== Your objective ==
Copy the items word for word, from the start of the items through the line that contains "99L76 130L74 150H81L84", with both ends included. Leave out any pictures.

== Material for this exercise ==
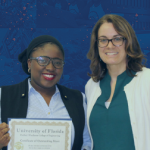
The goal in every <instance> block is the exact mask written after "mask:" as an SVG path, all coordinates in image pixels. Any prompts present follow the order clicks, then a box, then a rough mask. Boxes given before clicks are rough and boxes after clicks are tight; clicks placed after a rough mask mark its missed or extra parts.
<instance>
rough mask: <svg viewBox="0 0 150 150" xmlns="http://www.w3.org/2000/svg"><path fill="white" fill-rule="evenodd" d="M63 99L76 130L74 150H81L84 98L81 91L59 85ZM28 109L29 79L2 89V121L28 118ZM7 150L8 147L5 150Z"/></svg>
mask: <svg viewBox="0 0 150 150" xmlns="http://www.w3.org/2000/svg"><path fill="white" fill-rule="evenodd" d="M57 87H58V89H59V91H60V94H61V98H62V100H63V102H64V104H65V106H66V109H67V111H68V113H69V116H70V118H72V122H73V124H74V128H75V139H74V144H73V148H72V150H81V147H82V144H83V130H84V125H85V114H84V108H83V97H82V94H81V92H80V91H77V90H72V89H69V88H66V87H65V86H62V85H59V84H57ZM27 108H28V78H27V79H25V80H24V81H22V82H20V83H19V84H15V85H10V86H3V87H1V119H2V122H6V123H7V119H8V118H26V116H27ZM3 150H6V147H4V148H3Z"/></svg>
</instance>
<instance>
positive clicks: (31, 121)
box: [8, 119, 72, 150]
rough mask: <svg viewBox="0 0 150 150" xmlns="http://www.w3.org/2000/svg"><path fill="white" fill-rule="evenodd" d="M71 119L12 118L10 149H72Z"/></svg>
mask: <svg viewBox="0 0 150 150" xmlns="http://www.w3.org/2000/svg"><path fill="white" fill-rule="evenodd" d="M71 124H72V121H71V120H70V119H68V120H67V119H66V120H62V119H59V120H58V119H57V120H41V119H10V121H9V127H10V136H11V140H10V142H9V144H8V150H59V149H61V150H70V149H71Z"/></svg>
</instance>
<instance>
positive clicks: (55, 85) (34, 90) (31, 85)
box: [28, 78, 60, 94]
mask: <svg viewBox="0 0 150 150" xmlns="http://www.w3.org/2000/svg"><path fill="white" fill-rule="evenodd" d="M28 85H29V90H28V91H29V93H30V92H31V91H32V90H34V91H36V90H35V89H34V88H33V86H32V85H31V78H29V79H28ZM55 87H56V91H55V93H54V94H57V93H60V91H59V89H58V87H57V85H55Z"/></svg>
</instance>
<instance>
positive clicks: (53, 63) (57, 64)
mask: <svg viewBox="0 0 150 150" xmlns="http://www.w3.org/2000/svg"><path fill="white" fill-rule="evenodd" d="M30 59H33V60H36V61H37V62H38V64H39V65H40V66H47V65H48V64H49V63H50V61H52V64H53V66H54V67H55V68H57V69H60V68H62V67H63V65H64V61H63V60H61V59H59V58H50V57H48V56H39V57H35V58H34V57H31V58H30Z"/></svg>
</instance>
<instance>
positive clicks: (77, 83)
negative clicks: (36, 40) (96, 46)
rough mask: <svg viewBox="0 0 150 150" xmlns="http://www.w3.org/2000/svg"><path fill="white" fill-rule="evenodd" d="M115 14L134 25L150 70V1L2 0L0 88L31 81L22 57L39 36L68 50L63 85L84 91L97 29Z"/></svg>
mask: <svg viewBox="0 0 150 150" xmlns="http://www.w3.org/2000/svg"><path fill="white" fill-rule="evenodd" d="M109 13H111V14H118V15H121V16H123V17H124V18H125V19H127V20H128V21H129V23H130V24H131V25H132V27H133V28H134V30H135V32H136V35H137V38H138V41H139V43H140V46H141V48H142V51H143V52H144V54H145V55H146V56H147V59H148V61H147V67H149V68H150V0H0V33H1V34H0V86H2V85H10V84H15V83H19V82H20V81H22V80H23V79H25V78H26V77H27V75H26V74H25V73H24V72H23V70H22V68H21V64H20V63H19V62H18V54H19V53H20V52H22V51H23V50H24V49H25V48H27V46H28V44H29V43H30V42H31V40H32V39H33V38H35V37H37V36H39V35H43V34H48V35H52V36H54V37H56V38H57V39H58V40H59V41H60V42H61V44H62V45H63V47H64V49H65V66H64V78H63V79H61V80H60V84H63V85H65V86H67V87H70V88H74V89H79V90H81V91H83V92H84V86H85V83H86V82H87V80H88V79H89V77H88V76H87V72H90V70H89V65H90V61H89V60H87V58H86V54H87V52H88V50H89V46H90V36H91V31H92V28H93V26H94V25H95V23H96V22H97V20H98V19H99V18H100V17H102V16H103V15H104V14H109Z"/></svg>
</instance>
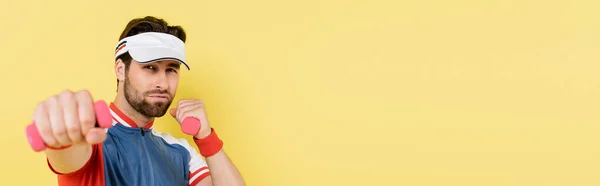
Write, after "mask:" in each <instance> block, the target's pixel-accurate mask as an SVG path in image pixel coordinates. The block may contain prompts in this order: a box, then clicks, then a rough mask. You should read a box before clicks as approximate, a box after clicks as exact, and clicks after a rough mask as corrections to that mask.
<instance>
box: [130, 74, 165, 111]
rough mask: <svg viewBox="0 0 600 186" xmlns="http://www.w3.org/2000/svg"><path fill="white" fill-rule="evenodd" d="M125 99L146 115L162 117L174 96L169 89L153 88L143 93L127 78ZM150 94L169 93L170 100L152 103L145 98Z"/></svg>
mask: <svg viewBox="0 0 600 186" xmlns="http://www.w3.org/2000/svg"><path fill="white" fill-rule="evenodd" d="M124 88H125V100H127V102H128V103H129V105H131V107H132V108H133V109H134V110H136V111H137V112H138V113H140V114H142V115H143V116H146V117H162V116H164V115H165V114H166V113H167V109H168V108H169V106H171V102H173V96H171V95H170V94H169V92H168V91H167V90H158V89H156V90H151V91H147V92H145V93H141V92H140V91H138V90H137V89H135V88H133V87H132V86H131V82H130V81H129V78H125V84H124ZM148 94H169V97H170V98H169V101H167V102H166V103H165V102H156V103H150V102H148V101H146V99H144V98H145V97H146V95H148Z"/></svg>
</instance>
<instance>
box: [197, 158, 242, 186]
mask: <svg viewBox="0 0 600 186" xmlns="http://www.w3.org/2000/svg"><path fill="white" fill-rule="evenodd" d="M206 163H207V164H208V169H209V170H210V175H211V178H212V182H213V185H214V186H220V185H232V186H236V185H246V183H245V182H244V179H243V178H242V175H241V174H240V172H239V171H238V170H237V168H236V167H235V165H234V164H233V163H232V162H231V160H230V159H229V157H228V156H227V154H226V153H225V151H223V149H221V150H220V151H219V152H217V153H216V154H215V155H212V156H210V157H207V158H206Z"/></svg>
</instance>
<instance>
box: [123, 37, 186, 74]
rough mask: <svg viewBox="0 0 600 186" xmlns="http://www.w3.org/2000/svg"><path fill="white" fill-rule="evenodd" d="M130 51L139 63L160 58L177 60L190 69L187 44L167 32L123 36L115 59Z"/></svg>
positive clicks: (161, 58)
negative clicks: (185, 44) (188, 61)
mask: <svg viewBox="0 0 600 186" xmlns="http://www.w3.org/2000/svg"><path fill="white" fill-rule="evenodd" d="M125 52H129V55H131V58H133V59H134V60H136V61H137V62H139V63H150V62H155V61H160V60H169V59H171V60H176V61H179V62H181V63H183V65H185V67H186V68H187V69H188V70H189V69H190V67H189V66H188V64H187V63H186V61H185V45H184V43H183V41H181V40H180V39H179V38H177V37H175V36H173V35H171V34H166V33H160V32H144V33H140V34H136V35H133V36H129V37H126V38H123V39H122V40H121V41H119V43H118V44H117V47H116V48H115V61H116V60H117V58H118V57H119V56H120V55H122V54H124V53H125Z"/></svg>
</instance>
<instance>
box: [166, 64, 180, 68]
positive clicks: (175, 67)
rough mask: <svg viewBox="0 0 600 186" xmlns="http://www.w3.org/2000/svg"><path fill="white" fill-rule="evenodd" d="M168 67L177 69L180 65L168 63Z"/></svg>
mask: <svg viewBox="0 0 600 186" xmlns="http://www.w3.org/2000/svg"><path fill="white" fill-rule="evenodd" d="M168 66H169V67H173V68H176V69H179V67H180V66H181V64H180V63H169V65H168Z"/></svg>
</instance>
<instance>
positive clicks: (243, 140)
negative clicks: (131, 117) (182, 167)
mask: <svg viewBox="0 0 600 186" xmlns="http://www.w3.org/2000/svg"><path fill="white" fill-rule="evenodd" d="M599 6H600V3H598V2H596V1H557V0H550V1H548V0H546V1H542V0H537V1H533V0H489V1H475V0H471V1H468V0H457V1H439V0H438V1H433V0H425V1H392V0H389V1H383V0H369V1H367V0H363V1H342V0H302V1H279V0H254V1H245V0H229V1H114V0H110V1H42V0H38V1H30V0H28V1H9V0H3V1H2V2H1V3H0V25H1V26H0V52H1V56H2V58H1V59H0V61H1V64H2V65H1V67H2V68H0V69H1V70H2V71H1V72H0V78H1V80H2V84H0V87H1V91H0V98H1V100H0V104H1V105H2V106H1V107H0V109H1V110H0V113H1V114H2V117H0V118H1V120H0V124H2V130H0V138H1V140H0V147H1V148H2V153H0V154H1V155H0V175H1V176H0V177H2V182H3V184H2V185H22V184H23V185H55V184H56V180H55V176H54V175H53V174H52V173H51V172H50V171H49V169H48V168H47V166H46V164H45V161H44V160H45V159H44V156H43V154H42V153H34V152H33V151H31V150H30V148H29V146H28V144H27V143H26V138H25V136H24V129H25V126H26V124H28V123H29V121H30V119H31V115H32V113H33V109H34V107H35V105H36V103H37V102H39V101H41V100H43V99H45V98H47V97H49V96H51V95H53V94H56V93H59V92H60V91H62V90H64V89H72V90H80V89H88V90H90V91H91V92H92V94H93V96H94V98H96V99H104V100H109V101H112V99H113V98H114V96H115V75H114V70H113V62H112V54H113V49H114V47H115V44H116V42H117V40H118V36H119V34H120V33H121V31H122V29H123V28H124V27H125V24H126V23H127V22H128V21H129V20H130V19H132V18H135V17H140V16H145V15H154V16H158V17H162V18H165V19H166V20H167V21H168V22H169V23H171V24H176V25H182V26H183V27H184V28H185V29H186V31H187V32H188V42H187V43H188V44H187V46H188V53H189V61H190V63H191V68H192V70H191V71H189V72H183V74H182V76H183V78H182V80H181V81H182V82H181V83H182V84H181V86H180V88H179V93H178V94H177V99H180V98H184V97H185V98H201V99H204V100H206V102H207V107H208V113H209V119H210V121H211V123H212V125H213V127H215V128H216V129H217V130H218V131H219V135H220V136H221V138H222V139H223V140H224V141H225V145H226V146H225V150H226V151H227V152H228V153H229V155H230V157H231V159H232V160H233V161H234V163H235V164H236V165H237V166H238V168H239V169H240V171H241V173H242V175H243V177H244V178H245V180H246V181H247V183H248V185H256V186H296V185H302V186H304V185H306V186H308V185H411V186H425V185H427V186H434V185H435V186H438V185H461V186H466V185H468V186H480V185H486V186H496V185H498V186H500V185H502V186H504V185H515V186H531V185H536V186H537V185H540V186H542V185H543V186H555V185H561V186H575V185H577V186H591V185H600V177H599V176H600V146H599V145H600V135H598V134H599V132H600V130H599V129H600V127H598V124H599V123H600V116H599V115H598V113H599V111H600V74H599V73H598V71H599V70H600V52H599V51H600V19H599V17H600V11H598V7H599ZM155 126H156V129H158V130H162V131H167V132H171V133H172V134H173V135H175V136H176V137H185V136H184V135H183V133H181V132H180V130H179V128H178V125H177V124H176V122H175V121H174V120H173V119H172V118H171V116H166V117H164V118H160V119H159V120H158V121H157V125H155ZM188 139H189V138H188ZM8 183H11V184H8Z"/></svg>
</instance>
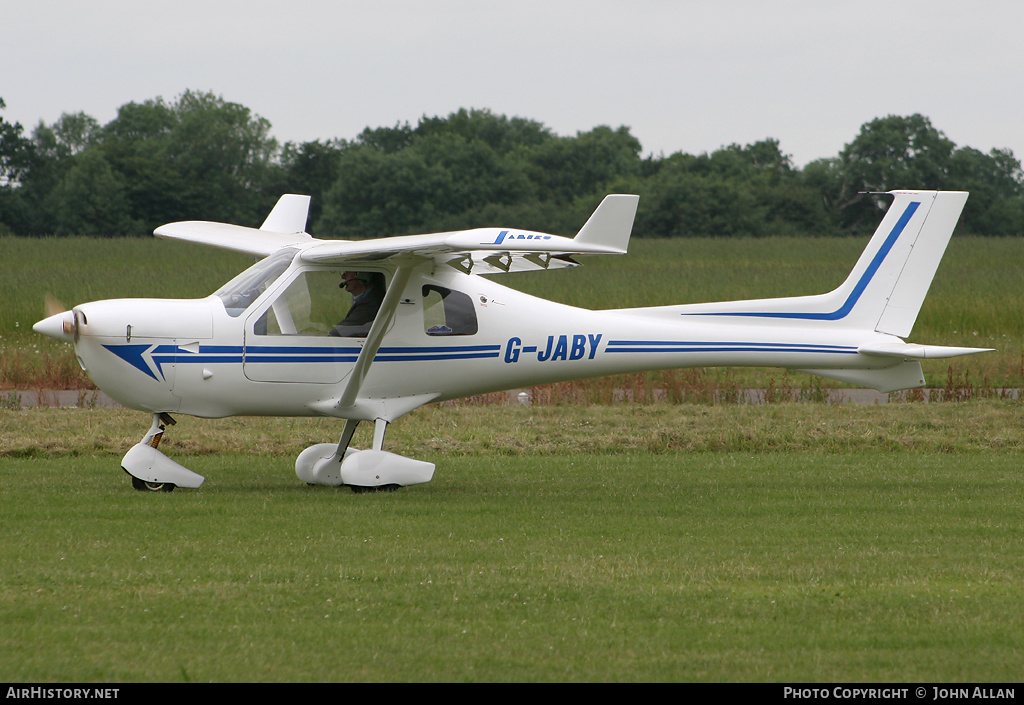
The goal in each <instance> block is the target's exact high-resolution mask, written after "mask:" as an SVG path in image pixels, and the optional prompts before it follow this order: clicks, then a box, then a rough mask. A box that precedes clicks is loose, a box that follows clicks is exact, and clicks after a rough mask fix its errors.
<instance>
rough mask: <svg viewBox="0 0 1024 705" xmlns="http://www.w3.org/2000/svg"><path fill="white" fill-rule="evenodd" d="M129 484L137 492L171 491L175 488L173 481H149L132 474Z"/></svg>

== Response for this exercise ==
The goal in every <instance> block is the exact mask written after "mask:" as an SVG path, all coordinates in image pixels. Any prompts present follow the order clicks, then a box, then a rough mask. Boxes given before clicks are rough and boxes after clicks are tight; clicks placed after a rough mask mark its missed or extra parts.
<instance>
rough mask: <svg viewBox="0 0 150 150" xmlns="http://www.w3.org/2000/svg"><path fill="white" fill-rule="evenodd" d="M63 99L76 130L74 150H81L84 98L81 91L59 85ZM28 109L29 79L2 89V121L28 118ZM7 150L8 147L5 150Z"/></svg>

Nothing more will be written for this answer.